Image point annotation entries
++++++++

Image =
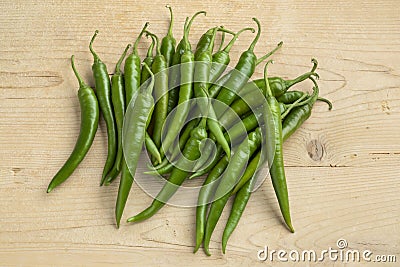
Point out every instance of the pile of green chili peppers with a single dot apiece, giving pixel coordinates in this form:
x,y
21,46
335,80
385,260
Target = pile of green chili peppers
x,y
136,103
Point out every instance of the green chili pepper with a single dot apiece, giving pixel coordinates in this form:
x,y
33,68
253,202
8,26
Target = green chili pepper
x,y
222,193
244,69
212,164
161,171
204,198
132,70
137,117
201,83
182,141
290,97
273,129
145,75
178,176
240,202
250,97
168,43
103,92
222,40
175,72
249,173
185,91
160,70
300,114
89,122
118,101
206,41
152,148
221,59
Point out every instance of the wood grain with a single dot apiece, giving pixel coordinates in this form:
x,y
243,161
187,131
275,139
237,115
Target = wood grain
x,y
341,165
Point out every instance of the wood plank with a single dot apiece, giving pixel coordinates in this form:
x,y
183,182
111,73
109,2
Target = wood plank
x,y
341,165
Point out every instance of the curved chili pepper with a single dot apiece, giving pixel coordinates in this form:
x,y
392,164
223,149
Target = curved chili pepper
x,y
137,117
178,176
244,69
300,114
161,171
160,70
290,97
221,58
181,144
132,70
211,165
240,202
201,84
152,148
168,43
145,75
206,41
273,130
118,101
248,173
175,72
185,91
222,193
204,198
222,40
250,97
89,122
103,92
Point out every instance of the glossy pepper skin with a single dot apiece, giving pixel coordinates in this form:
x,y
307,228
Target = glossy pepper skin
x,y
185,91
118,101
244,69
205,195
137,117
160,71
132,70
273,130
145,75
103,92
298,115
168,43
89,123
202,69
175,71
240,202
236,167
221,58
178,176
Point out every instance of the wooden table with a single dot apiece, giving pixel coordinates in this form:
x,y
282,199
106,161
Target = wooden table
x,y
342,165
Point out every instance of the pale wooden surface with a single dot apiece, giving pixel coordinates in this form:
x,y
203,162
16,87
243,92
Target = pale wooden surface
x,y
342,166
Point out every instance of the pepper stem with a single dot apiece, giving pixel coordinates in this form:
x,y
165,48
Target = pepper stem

++++++++

[SET EXERCISE] What is needed is an exact reproduction of the data, pictures excluded.

[REPLY]
Image =
Point out every instance of the pile of green chili peppers with a single dot apiece, giving pixel coordinates in this form:
x,y
21,46
335,80
385,260
Target = pile of green chili peppers
x,y
136,103
Point out every instance of the green chili pepper with a single dot apiece, giving pixel coordinates in this form:
x,y
33,68
253,202
8,26
Target = green chili pepper
x,y
222,193
244,69
212,164
161,171
204,198
132,70
137,117
201,83
182,141
290,97
273,129
145,75
178,176
240,202
250,97
168,43
103,92
222,40
175,72
249,173
185,91
160,70
300,114
89,122
118,101
206,41
152,148
221,59
Point out every instance of the wood grain with a single dot apiece, giving pixel coordinates in this form:
x,y
243,161
187,131
275,139
237,115
Target = wood grain
x,y
341,165
Point out every instance of the wood plank with a single dot apiece, giving pixel coordinates in this form:
x,y
183,182
111,73
109,2
Target = wood plank
x,y
341,165
Point out every instance of the curved chili pepper with a single dot apiece, giving pixel coordinates in this form:
x,y
392,164
223,149
Target = curved chili pepper
x,y
137,117
178,176
244,69
300,114
161,171
160,70
290,97
221,58
181,144
132,70
211,165
240,202
201,84
152,148
168,43
145,75
206,41
273,130
118,101
248,173
175,72
185,91
222,193
204,198
222,40
250,97
89,122
103,92
Point out every instance of the glossy pepper skin with a single dot apiece, giving pixel coordinates in this form:
x,y
307,228
Target = glossy pepper skin
x,y
185,91
118,101
244,69
205,195
137,117
160,71
132,70
273,130
145,75
103,92
298,115
168,43
89,123
202,69
175,71
240,202
236,167
221,58
178,176
Point out every instance of the wooden table with a single dot apiece, giving pixel coordinates in this form:
x,y
282,199
106,161
Target = wooden table
x,y
342,165
Point out every instance of the pale wooden surface with a single dot apiece, giving pixel coordinates in this form:
x,y
203,162
16,87
243,92
Target = pale wooden surface
x,y
342,166
Point out every instance of the pepper stem with a single dot apiece, giving pixel coordinates in this form:
x,y
165,48
Target = pepper stem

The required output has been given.